╭──

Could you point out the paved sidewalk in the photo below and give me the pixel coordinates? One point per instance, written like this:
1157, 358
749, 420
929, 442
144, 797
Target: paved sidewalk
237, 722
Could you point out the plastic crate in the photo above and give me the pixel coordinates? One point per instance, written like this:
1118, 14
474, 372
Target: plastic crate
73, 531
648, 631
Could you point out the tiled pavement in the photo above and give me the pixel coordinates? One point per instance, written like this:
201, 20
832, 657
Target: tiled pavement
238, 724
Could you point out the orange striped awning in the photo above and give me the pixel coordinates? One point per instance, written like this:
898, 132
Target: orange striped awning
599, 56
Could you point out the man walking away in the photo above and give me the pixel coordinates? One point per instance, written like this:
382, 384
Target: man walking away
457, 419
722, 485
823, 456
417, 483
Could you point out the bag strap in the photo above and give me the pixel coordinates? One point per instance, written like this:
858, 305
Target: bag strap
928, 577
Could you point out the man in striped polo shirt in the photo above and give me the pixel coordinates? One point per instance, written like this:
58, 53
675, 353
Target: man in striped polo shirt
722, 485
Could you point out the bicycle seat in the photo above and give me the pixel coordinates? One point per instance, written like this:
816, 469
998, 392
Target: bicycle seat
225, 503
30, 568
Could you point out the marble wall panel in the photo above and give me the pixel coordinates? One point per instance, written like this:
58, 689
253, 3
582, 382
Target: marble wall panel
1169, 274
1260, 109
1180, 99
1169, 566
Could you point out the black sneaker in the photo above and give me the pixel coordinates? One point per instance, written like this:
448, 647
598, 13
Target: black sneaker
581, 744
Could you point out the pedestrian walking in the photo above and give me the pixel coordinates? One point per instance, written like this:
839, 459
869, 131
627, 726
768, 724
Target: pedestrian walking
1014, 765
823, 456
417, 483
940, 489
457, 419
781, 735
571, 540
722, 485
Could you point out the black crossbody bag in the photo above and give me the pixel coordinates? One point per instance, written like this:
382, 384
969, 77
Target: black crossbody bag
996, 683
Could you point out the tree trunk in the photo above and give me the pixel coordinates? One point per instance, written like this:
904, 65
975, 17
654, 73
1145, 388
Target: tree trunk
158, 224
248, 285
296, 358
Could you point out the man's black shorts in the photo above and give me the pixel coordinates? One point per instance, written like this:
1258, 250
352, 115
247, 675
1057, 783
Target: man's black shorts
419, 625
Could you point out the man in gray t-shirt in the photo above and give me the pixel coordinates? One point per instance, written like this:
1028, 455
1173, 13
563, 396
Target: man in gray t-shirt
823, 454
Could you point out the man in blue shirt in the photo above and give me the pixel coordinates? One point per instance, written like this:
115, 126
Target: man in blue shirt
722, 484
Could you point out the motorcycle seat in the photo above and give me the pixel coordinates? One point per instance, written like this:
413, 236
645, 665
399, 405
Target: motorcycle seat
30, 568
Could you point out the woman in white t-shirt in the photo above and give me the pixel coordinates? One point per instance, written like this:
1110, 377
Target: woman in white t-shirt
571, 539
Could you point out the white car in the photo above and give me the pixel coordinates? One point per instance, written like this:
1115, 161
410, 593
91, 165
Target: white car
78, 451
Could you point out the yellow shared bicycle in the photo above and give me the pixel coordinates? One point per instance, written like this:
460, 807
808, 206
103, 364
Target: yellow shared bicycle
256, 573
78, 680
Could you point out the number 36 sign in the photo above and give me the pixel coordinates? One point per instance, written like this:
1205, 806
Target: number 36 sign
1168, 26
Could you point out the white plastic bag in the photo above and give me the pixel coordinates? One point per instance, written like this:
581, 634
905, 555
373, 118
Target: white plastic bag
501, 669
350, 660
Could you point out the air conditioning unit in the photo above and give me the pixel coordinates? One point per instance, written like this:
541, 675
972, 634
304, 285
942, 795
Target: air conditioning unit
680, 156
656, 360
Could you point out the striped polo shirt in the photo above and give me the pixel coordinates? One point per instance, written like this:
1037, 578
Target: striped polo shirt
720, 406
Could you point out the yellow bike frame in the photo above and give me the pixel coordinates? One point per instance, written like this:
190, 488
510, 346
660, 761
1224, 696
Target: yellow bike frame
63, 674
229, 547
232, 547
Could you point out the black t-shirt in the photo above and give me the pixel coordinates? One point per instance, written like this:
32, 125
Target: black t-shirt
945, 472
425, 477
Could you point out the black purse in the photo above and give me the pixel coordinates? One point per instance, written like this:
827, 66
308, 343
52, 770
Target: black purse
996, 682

╰──

What to do:
Top to bottom, transcribe every line above exactly.

The completed task:
Could you point out the paved sidewalk in the photo below and give me the pixel coordinates? One point per instance, written like this:
1157, 358
749, 420
929, 442
144, 797
Target: paved sidewalk
237, 722
Could you point out the plastic crate in the photo above and give me the pixel coordinates? One point per instance, written like this:
1118, 14
474, 372
Target: plastic crate
73, 531
648, 631
Could you point out the tiled pavement in the photo above and give me the pixel coordinates? One point per instance, written like this:
201, 20
832, 657
Target: tiled pavement
238, 724
Could you point out the orange striped awning in the photo above and give me the pixel coordinates? One point per instance, written like this:
898, 132
Target: orange striped awning
599, 56
Could you point out the man walking away in the photo above and give me the pixel coordinates? One point per instance, written like this:
382, 384
Target: man walking away
457, 419
722, 485
823, 456
417, 483
Could you point out the bag strap in the photo above and give me the pixel coordinates? One point per instance, written like this:
858, 305
Target: bag strap
928, 577
Could you point out the man in striped polo shirt in the photo above and give me the pixel coordinates? One point per instance, written like this:
58, 53
675, 353
Target: man in striped polo shirt
722, 485
Could you point out the bicycle seat in the photo above and give me the pixel coordinates? One point per instance, written like this:
816, 469
998, 392
Target: bicycle seat
225, 503
30, 568
Could you point out the marble wall panel in the photo above and give me the pixel coordinates? One point per instance, written like this:
58, 689
253, 3
582, 382
Target: marble wall panel
1169, 274
1260, 109
1180, 99
1169, 566
Could you point out the black sneaker in the photo above and give me the pixel coordinates? One point per instance, written like this:
448, 647
598, 13
Target: black sneaker
581, 744
Could you point out the pedestrian walking in the photo above and give me the pixel coordinates? One point per instance, written like this:
839, 459
869, 131
627, 726
768, 724
Target: pedestrian walking
1014, 765
823, 456
417, 483
940, 489
457, 419
781, 735
571, 540
722, 485
Could you point out the black crossbody bag in the photo above and give me the pixel coordinates? One point per instance, written like this:
382, 384
969, 77
Target: black crossbody bag
996, 683
Could you point out the tree trunk in the photo above and give me the pixel coordinates? One point per instance, written like this:
904, 65
975, 17
654, 73
1145, 388
Target: tree trunk
158, 224
248, 285
296, 358
Could you point out the man's black shorts in the photo above and give me the pixel coordinates? One point per instance, written like this:
1258, 250
352, 115
247, 675
1057, 783
Target: man's black shorts
419, 625
Could you point out the man in gray t-shirt in the photo above and give me the pixel coordinates? One point per instance, written like this:
1028, 455
1173, 13
563, 396
Target: man in gray t-shirt
823, 454
Could you point out the man in blue shirt in the photo above and give me the pixel coordinates? One point per instance, written like this:
115, 126
Target: man in blue shirt
722, 484
Could you point out the motorcycle seat in the photo above and give me the pixel coordinates? One point per instance, written like this:
413, 236
645, 665
399, 405
Target: motorcycle seat
30, 568
Could you point out the woman in white t-shirt in the photo above and give me the pixel coordinates? One point per instance, written like this:
1110, 377
Target: woman in white t-shirt
571, 539
Could you point out the white car in the photo above and give me the pixel coordinates? One point per instance, written like this:
1115, 161
410, 593
91, 165
Target: white car
78, 451
Could you point out the yellow shared bicycle in the photo above and give me the pixel coordinates? One point per instance, written like this:
460, 807
808, 206
103, 364
Target: yellow shared bicycle
256, 573
78, 680
Could you point out the number 36 sign in the photo above and give me the pixel coordinates? One point per instance, written like this:
1205, 806
Target: number 36 sign
1168, 26
Could you point out the white plastic bag in the photo above and give me the pixel coordinates? One point per instance, written like this:
581, 634
905, 555
373, 118
Target: white plastic bag
501, 669
350, 660
Could you point out the air conditioning unit in the photo above and give me the pixel coordinates? One point per instance, written like this:
541, 675
972, 634
304, 285
942, 795
Target: air conditioning unit
680, 156
656, 360
Could you point out the striped polo shirt in the photo above and give me the pixel coordinates? One point per instance, written like this:
1037, 578
Target: striped polo shirt
720, 406
Could you point out the yellow bike frame in the photo above and give me the pixel coordinates? One point per instance, written like this:
190, 488
510, 346
660, 761
1224, 696
Target: yellow bike frame
63, 674
229, 547
232, 547
Could you point out the black t-shirt in the photo above and give me the pixel coordinates? One point per instance, written like this:
32, 125
Target: black t-shirt
945, 472
425, 477
Could you point out the black purse in the photo above and give me the pixel coordinates? One point per instance, written like this:
827, 66
308, 343
52, 770
Target: black purse
996, 682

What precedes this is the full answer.